>>
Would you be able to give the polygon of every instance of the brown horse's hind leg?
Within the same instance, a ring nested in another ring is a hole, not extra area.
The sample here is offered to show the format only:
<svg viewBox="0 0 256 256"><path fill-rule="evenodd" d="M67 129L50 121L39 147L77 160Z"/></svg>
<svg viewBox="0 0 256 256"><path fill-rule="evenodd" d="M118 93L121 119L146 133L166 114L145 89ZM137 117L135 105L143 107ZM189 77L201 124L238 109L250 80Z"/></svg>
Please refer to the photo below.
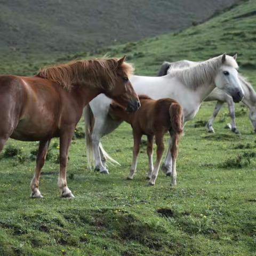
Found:
<svg viewBox="0 0 256 256"><path fill-rule="evenodd" d="M162 132L158 132L156 133L156 161L154 166L154 170L152 172L151 179L149 180L149 183L150 185L154 185L156 178L158 174L159 167L161 162L162 156L164 150L164 144L163 142L163 135Z"/></svg>
<svg viewBox="0 0 256 256"><path fill-rule="evenodd" d="M75 127L70 127L62 131L60 137L60 174L58 186L62 197L75 197L67 186L67 165L68 164L68 148L70 145Z"/></svg>
<svg viewBox="0 0 256 256"><path fill-rule="evenodd" d="M51 140L46 141L41 141L39 143L38 152L36 158L36 167L35 170L34 177L30 182L31 188L31 197L34 198L42 198L43 196L41 195L39 190L39 178L40 178L40 173L41 170L45 162L47 151L50 145Z"/></svg>
<svg viewBox="0 0 256 256"><path fill-rule="evenodd" d="M153 140L154 136L148 135L148 145L147 147L147 154L148 157L148 172L147 179L150 179L153 171Z"/></svg>
<svg viewBox="0 0 256 256"><path fill-rule="evenodd" d="M177 177L176 173L176 159L178 156L178 143L179 141L179 134L177 133L170 133L172 135L172 146L171 148L171 155L172 156L172 186L176 186L177 185Z"/></svg>

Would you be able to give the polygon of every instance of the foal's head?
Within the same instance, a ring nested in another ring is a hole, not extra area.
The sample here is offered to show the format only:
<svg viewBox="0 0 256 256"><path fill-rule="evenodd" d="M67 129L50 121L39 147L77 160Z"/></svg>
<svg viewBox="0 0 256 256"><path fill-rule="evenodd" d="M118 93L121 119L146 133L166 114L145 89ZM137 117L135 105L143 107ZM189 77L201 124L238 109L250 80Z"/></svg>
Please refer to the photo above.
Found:
<svg viewBox="0 0 256 256"><path fill-rule="evenodd" d="M113 99L120 105L125 107L126 111L133 112L140 107L140 103L137 94L129 80L129 76L132 74L133 68L132 65L125 62L125 56L120 59L108 60L111 66L114 64L114 76L109 83L111 86L103 89L103 93ZM107 60L108 61L108 60ZM108 83L108 81L106 81Z"/></svg>

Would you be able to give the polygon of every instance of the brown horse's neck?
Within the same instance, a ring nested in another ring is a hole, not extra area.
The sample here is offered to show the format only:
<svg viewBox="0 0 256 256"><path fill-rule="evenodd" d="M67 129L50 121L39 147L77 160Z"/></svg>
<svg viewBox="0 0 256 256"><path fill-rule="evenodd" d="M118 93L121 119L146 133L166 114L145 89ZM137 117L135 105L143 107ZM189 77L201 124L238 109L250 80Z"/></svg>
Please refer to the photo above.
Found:
<svg viewBox="0 0 256 256"><path fill-rule="evenodd" d="M84 107L99 94L104 92L102 89L91 88L84 85L75 86L72 90L76 97L80 99Z"/></svg>

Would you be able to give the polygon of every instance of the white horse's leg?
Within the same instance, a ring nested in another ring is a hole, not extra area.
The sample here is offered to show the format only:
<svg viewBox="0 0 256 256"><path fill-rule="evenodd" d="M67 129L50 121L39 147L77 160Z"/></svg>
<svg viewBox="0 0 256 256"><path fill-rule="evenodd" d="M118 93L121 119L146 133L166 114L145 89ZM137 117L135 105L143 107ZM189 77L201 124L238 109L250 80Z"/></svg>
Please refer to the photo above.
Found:
<svg viewBox="0 0 256 256"><path fill-rule="evenodd" d="M207 122L206 125L206 128L209 132L213 132L213 133L215 133L214 129L212 126L212 125L213 124L213 121L217 116L217 115L218 114L223 103L224 102L222 101L220 101L219 100L217 101L214 108L214 110L213 110L213 113L212 113L212 115L210 118L209 121Z"/></svg>
<svg viewBox="0 0 256 256"><path fill-rule="evenodd" d="M150 185L154 185L156 182L156 178L158 174L159 167L161 163L162 156L164 150L164 144L163 140L163 134L159 133L156 134L156 161L154 166L154 170L152 172L151 178L149 180L149 183Z"/></svg>
<svg viewBox="0 0 256 256"><path fill-rule="evenodd" d="M104 166L101 162L100 152L100 135L93 132L92 135L92 147L93 155L95 158L95 170L99 171L100 173L108 174L108 170Z"/></svg>
<svg viewBox="0 0 256 256"><path fill-rule="evenodd" d="M232 99L232 98L229 95L227 95L226 101L228 103L228 110L229 111L229 115L231 118L231 131L235 133L238 134L239 131L236 128L236 115L235 115L235 103Z"/></svg>
<svg viewBox="0 0 256 256"><path fill-rule="evenodd" d="M133 131L133 133L134 145L132 154L132 163L131 166L130 174L127 177L128 180L132 180L133 179L133 176L137 169L137 158L139 151L140 151L140 144L142 137L142 134L140 133L135 132Z"/></svg>
<svg viewBox="0 0 256 256"><path fill-rule="evenodd" d="M154 136L148 135L148 145L147 154L148 157L148 172L147 179L150 179L153 171L153 140Z"/></svg>
<svg viewBox="0 0 256 256"><path fill-rule="evenodd" d="M167 176L170 176L172 173L172 156L171 155L171 149L172 148L172 139L170 138L166 156L165 156L164 162L162 165L162 170Z"/></svg>

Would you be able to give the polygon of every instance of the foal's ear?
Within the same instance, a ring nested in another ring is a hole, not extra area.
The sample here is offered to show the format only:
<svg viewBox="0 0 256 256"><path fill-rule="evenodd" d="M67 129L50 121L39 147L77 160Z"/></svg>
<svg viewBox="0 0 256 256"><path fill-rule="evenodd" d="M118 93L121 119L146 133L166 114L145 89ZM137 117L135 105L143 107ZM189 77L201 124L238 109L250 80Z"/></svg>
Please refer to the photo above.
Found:
<svg viewBox="0 0 256 256"><path fill-rule="evenodd" d="M227 53L225 53L222 55L222 57L221 57L221 62L224 63L226 61L226 55Z"/></svg>
<svg viewBox="0 0 256 256"><path fill-rule="evenodd" d="M117 61L117 63L118 63L118 66L122 66L122 65L123 64L123 63L124 62L124 61L126 59L126 55L124 55L123 57L119 59Z"/></svg>

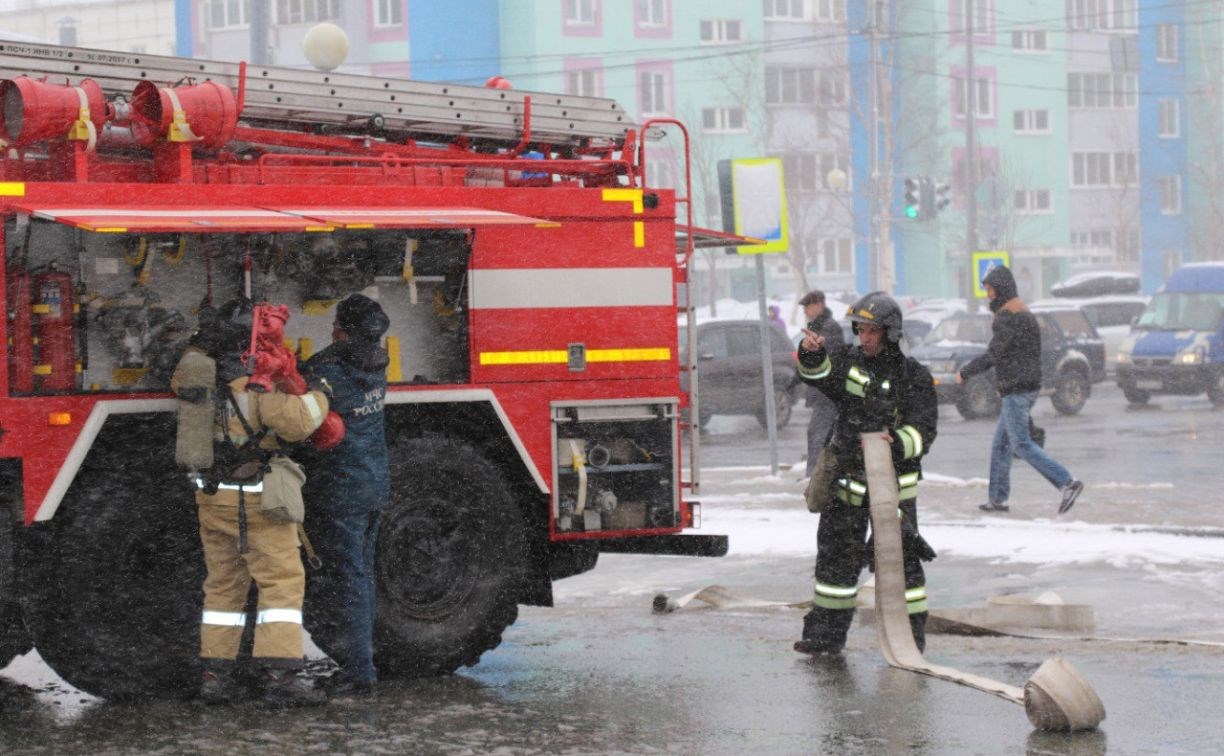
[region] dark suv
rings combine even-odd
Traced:
[[[1062,415],[1075,415],[1088,401],[1092,384],[1105,379],[1104,341],[1077,307],[1050,307],[1033,314],[1042,330],[1042,394],[1049,394]],[[985,352],[990,318],[989,313],[945,318],[913,350],[913,357],[935,378],[940,402],[955,402],[965,418],[999,413],[1001,400],[994,371],[956,383],[957,371]]]
[[[766,328],[774,355],[774,404],[777,427],[791,422],[798,395],[794,377],[794,347],[772,325]],[[681,328],[681,349],[685,349]],[[714,415],[753,415],[765,427],[765,391],[761,390],[760,323],[756,321],[711,321],[696,327],[698,426]]]

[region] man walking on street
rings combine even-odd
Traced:
[[[1037,318],[1016,292],[1016,279],[1006,265],[991,268],[982,286],[995,313],[990,345],[980,357],[971,360],[956,373],[956,383],[995,368],[995,383],[1002,395],[1002,410],[990,447],[989,500],[984,511],[1007,511],[1011,494],[1011,455],[1017,454],[1061,493],[1059,514],[1075,504],[1083,483],[1067,472],[1032,439],[1028,413],[1042,388],[1042,332]]]
[[[804,319],[808,321],[808,330],[824,336],[825,350],[829,354],[841,351],[845,345],[841,325],[825,307],[825,292],[809,291],[799,300],[799,306],[803,307]],[[829,440],[834,421],[837,420],[837,405],[813,385],[808,387],[805,404],[812,410],[812,418],[808,421],[808,470],[805,477],[812,477],[812,471],[816,467],[816,458]]]
[[[330,346],[302,372],[332,385],[332,409],[344,418],[344,439],[310,459],[304,491],[306,531],[323,565],[306,588],[306,629],[340,670],[323,687],[332,695],[365,694],[377,680],[373,661],[375,550],[390,478],[383,402],[390,321],[361,294],[335,307]]]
<<
◆ **Aufgabe**:
Zieh aus den Daten oben jede Zeile heraus, in der das Wort „brown“ vorkommt, und gib sie vollständig wieder.

◆ **Lösung**:
Would you be able to give the polygon of every instance of the brown horse's hind leg?
Would you be able to give the polygon of every instance of the brown horse's neck?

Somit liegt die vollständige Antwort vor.